-- Materials provided follows --
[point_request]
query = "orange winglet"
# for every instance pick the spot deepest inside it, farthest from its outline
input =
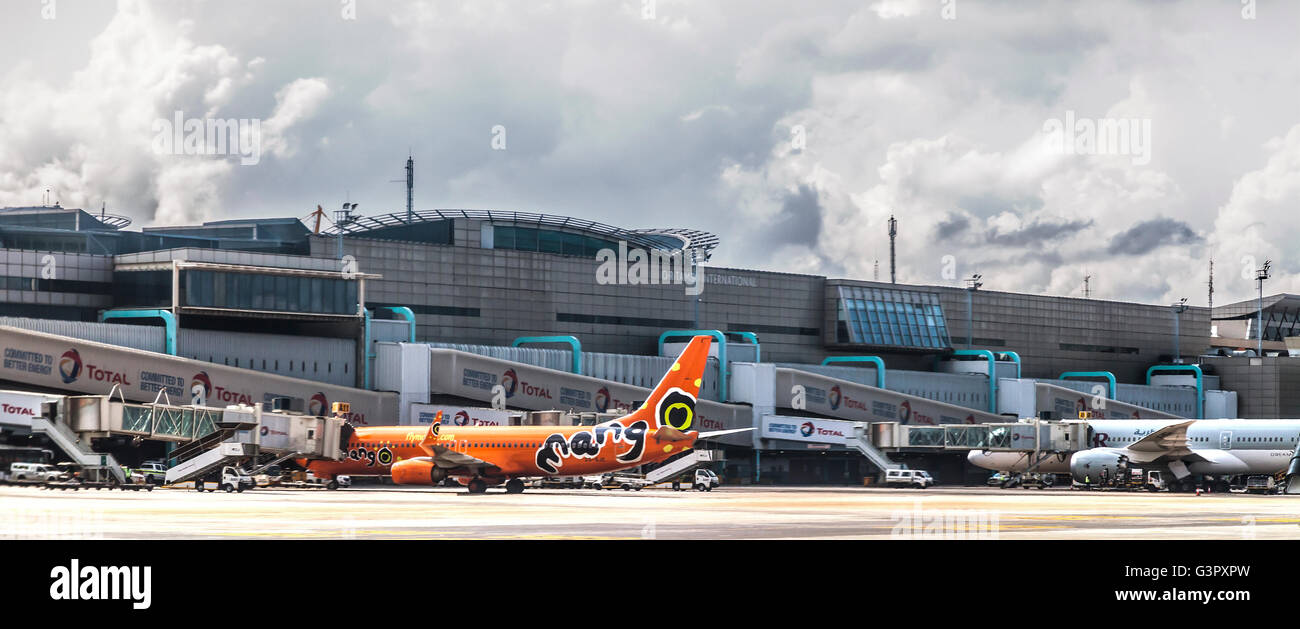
(672, 403)
(430, 439)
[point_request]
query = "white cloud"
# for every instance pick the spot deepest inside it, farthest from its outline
(685, 120)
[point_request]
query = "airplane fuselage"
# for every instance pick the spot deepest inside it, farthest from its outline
(1222, 446)
(514, 451)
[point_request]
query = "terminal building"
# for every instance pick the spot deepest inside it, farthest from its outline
(407, 312)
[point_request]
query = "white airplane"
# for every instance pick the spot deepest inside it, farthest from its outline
(1184, 447)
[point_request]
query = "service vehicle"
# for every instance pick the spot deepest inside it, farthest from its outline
(154, 472)
(230, 478)
(698, 480)
(33, 472)
(614, 480)
(909, 478)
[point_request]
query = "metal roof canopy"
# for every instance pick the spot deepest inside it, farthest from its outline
(690, 239)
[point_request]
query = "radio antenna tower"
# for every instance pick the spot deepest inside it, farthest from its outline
(1212, 286)
(893, 233)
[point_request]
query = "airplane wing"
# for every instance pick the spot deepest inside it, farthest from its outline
(447, 458)
(714, 434)
(1168, 441)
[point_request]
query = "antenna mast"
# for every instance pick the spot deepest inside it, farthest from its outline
(410, 187)
(1212, 287)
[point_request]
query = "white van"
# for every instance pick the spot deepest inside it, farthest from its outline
(27, 472)
(909, 478)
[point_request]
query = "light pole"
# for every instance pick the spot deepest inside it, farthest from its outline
(1260, 276)
(1178, 341)
(973, 285)
(343, 217)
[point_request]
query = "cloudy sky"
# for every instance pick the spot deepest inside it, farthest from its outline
(989, 129)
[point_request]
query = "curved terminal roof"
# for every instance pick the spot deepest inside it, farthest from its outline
(675, 239)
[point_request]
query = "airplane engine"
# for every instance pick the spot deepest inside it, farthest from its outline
(1090, 463)
(420, 471)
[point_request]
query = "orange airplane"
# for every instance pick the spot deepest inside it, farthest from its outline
(482, 456)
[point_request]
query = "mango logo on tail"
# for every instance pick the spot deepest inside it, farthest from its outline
(508, 381)
(69, 365)
(199, 389)
(676, 410)
(319, 406)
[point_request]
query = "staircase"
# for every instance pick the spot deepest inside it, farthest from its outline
(862, 443)
(1294, 473)
(688, 462)
(200, 465)
(81, 454)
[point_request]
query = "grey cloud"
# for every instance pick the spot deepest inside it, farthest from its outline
(952, 226)
(1035, 234)
(1148, 235)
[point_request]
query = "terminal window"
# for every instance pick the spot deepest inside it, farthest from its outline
(251, 291)
(506, 237)
(891, 317)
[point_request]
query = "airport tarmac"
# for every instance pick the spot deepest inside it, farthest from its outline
(389, 512)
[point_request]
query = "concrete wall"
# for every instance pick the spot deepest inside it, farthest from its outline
(1266, 387)
(467, 294)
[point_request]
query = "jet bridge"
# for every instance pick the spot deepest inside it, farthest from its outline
(850, 400)
(73, 365)
(420, 371)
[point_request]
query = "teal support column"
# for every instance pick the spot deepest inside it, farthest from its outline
(723, 371)
(752, 338)
(576, 367)
(992, 373)
(365, 350)
(168, 322)
(1200, 384)
(1015, 358)
(876, 360)
(404, 312)
(1109, 377)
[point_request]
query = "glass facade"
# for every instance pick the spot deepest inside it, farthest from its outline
(547, 241)
(252, 291)
(891, 317)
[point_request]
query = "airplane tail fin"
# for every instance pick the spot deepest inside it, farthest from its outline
(432, 437)
(672, 402)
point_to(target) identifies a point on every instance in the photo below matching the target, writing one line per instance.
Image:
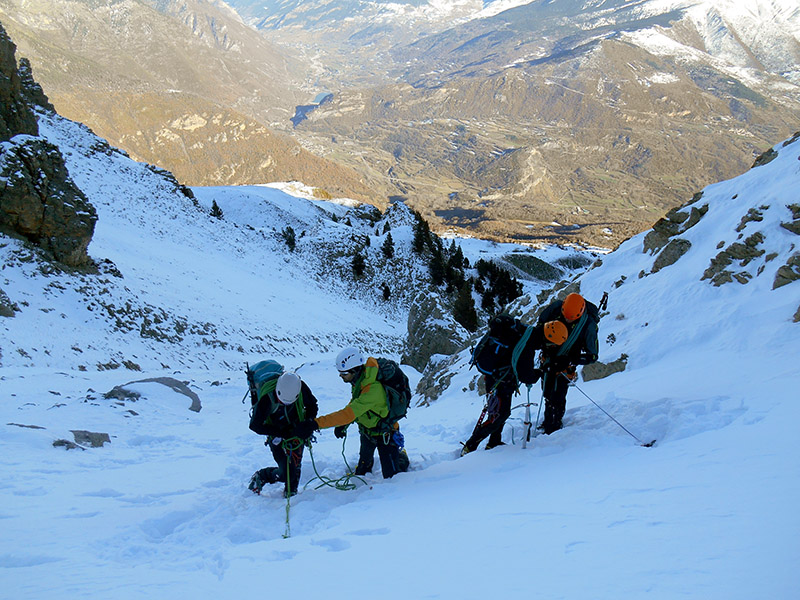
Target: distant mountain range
(563, 120)
(184, 85)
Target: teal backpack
(261, 380)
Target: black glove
(305, 429)
(557, 364)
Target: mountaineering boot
(466, 449)
(263, 477)
(403, 461)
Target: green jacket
(367, 406)
(369, 398)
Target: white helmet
(349, 358)
(288, 388)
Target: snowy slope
(162, 510)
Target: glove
(558, 364)
(305, 429)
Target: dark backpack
(261, 380)
(398, 392)
(506, 350)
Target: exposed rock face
(431, 330)
(38, 200)
(599, 370)
(671, 253)
(788, 273)
(15, 115)
(123, 393)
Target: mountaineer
(558, 363)
(283, 402)
(505, 356)
(380, 395)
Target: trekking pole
(527, 422)
(288, 532)
(641, 443)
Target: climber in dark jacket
(558, 362)
(293, 404)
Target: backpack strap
(519, 348)
(573, 335)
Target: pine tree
(289, 237)
(436, 268)
(358, 264)
(422, 234)
(388, 246)
(464, 308)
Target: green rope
(344, 483)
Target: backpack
(261, 380)
(398, 392)
(507, 349)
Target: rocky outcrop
(674, 223)
(16, 116)
(788, 273)
(38, 199)
(124, 393)
(431, 330)
(7, 307)
(742, 252)
(671, 253)
(599, 370)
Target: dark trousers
(291, 459)
(498, 409)
(393, 458)
(554, 386)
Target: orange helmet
(573, 306)
(555, 332)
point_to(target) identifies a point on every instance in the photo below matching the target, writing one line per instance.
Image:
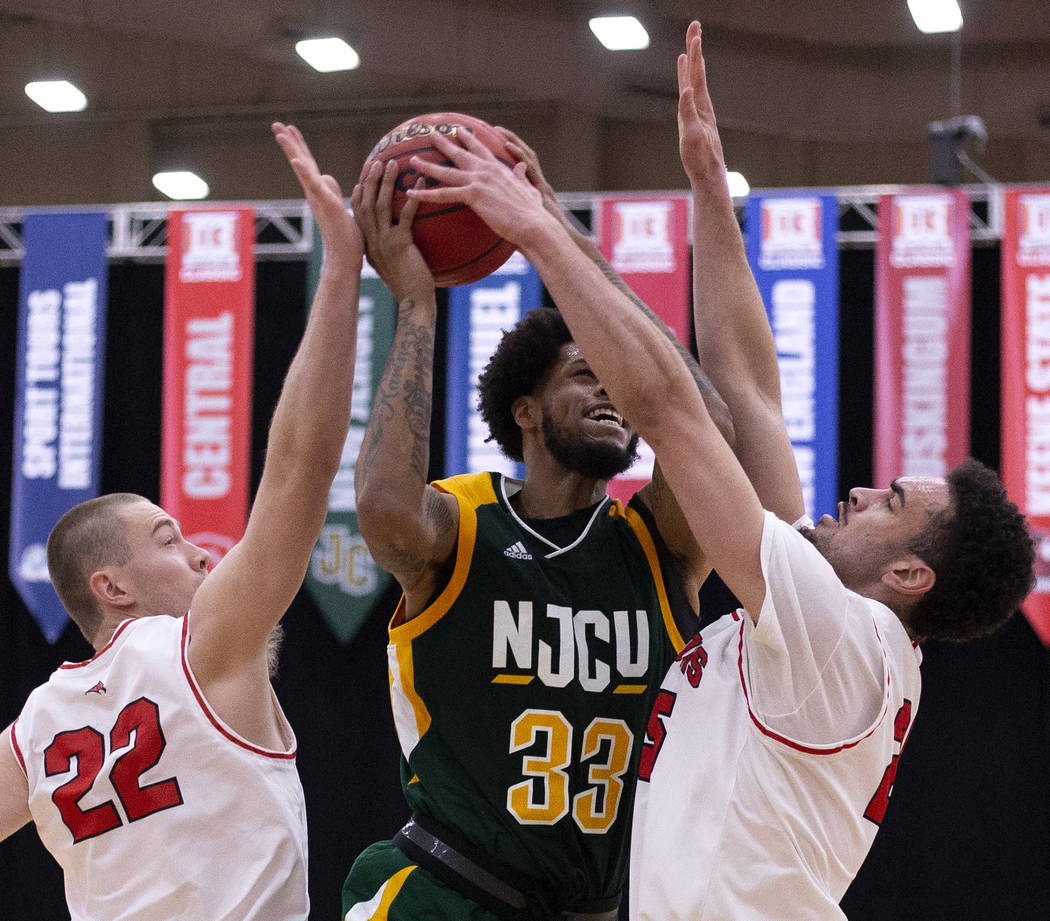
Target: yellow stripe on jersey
(646, 541)
(411, 716)
(377, 908)
(512, 679)
(402, 632)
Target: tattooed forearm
(399, 423)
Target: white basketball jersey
(772, 750)
(155, 810)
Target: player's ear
(526, 412)
(909, 576)
(109, 590)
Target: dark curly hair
(520, 363)
(983, 555)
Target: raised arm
(733, 336)
(691, 562)
(410, 527)
(14, 790)
(638, 365)
(238, 605)
(533, 173)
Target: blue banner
(478, 315)
(792, 247)
(58, 394)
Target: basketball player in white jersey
(775, 738)
(161, 773)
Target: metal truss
(284, 229)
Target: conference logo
(642, 239)
(1033, 224)
(922, 232)
(791, 234)
(210, 252)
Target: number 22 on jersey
(138, 726)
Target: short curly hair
(520, 364)
(983, 555)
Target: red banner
(922, 334)
(647, 242)
(1025, 394)
(208, 333)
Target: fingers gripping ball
(457, 245)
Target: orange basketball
(458, 246)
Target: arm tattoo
(405, 394)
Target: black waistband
(424, 841)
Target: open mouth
(605, 414)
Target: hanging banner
(59, 382)
(343, 580)
(922, 334)
(646, 241)
(208, 350)
(793, 250)
(1025, 394)
(478, 316)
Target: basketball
(457, 245)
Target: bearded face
(585, 455)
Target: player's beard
(602, 460)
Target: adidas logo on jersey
(518, 551)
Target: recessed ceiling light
(56, 96)
(738, 186)
(328, 55)
(933, 16)
(620, 33)
(181, 185)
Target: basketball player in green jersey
(538, 616)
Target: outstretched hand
(389, 243)
(343, 244)
(699, 145)
(503, 197)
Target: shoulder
(477, 488)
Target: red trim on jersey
(18, 751)
(207, 710)
(124, 625)
(811, 750)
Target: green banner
(343, 580)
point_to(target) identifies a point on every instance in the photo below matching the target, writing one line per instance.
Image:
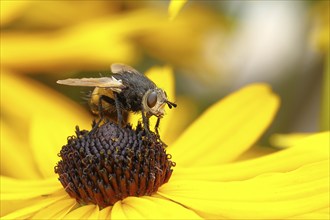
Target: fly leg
(100, 111)
(118, 109)
(145, 120)
(157, 126)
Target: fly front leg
(145, 120)
(101, 110)
(157, 126)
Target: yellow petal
(286, 140)
(268, 196)
(29, 210)
(16, 161)
(228, 128)
(110, 41)
(10, 10)
(105, 213)
(309, 150)
(46, 122)
(175, 7)
(147, 207)
(83, 212)
(163, 77)
(318, 214)
(57, 210)
(13, 189)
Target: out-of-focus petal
(325, 105)
(89, 45)
(16, 161)
(268, 196)
(10, 10)
(309, 150)
(175, 7)
(42, 121)
(228, 128)
(179, 120)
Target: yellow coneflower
(207, 181)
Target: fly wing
(119, 68)
(103, 82)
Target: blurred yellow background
(214, 47)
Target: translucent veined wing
(103, 82)
(119, 68)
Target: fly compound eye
(152, 99)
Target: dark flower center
(112, 163)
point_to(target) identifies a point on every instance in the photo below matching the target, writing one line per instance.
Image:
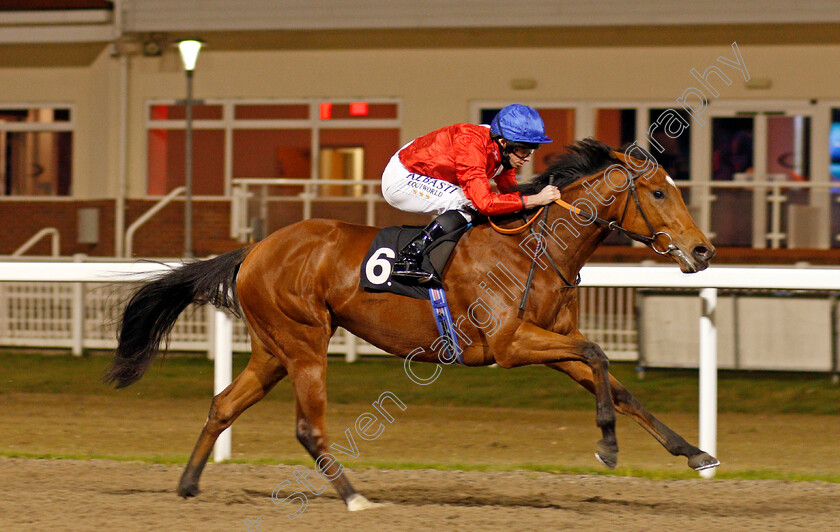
-- Materials provided concluded --
In the records above, find each line that holds the word "antenna"; copy all such lines.

query = "radio antenna tower"
query = "antenna mast"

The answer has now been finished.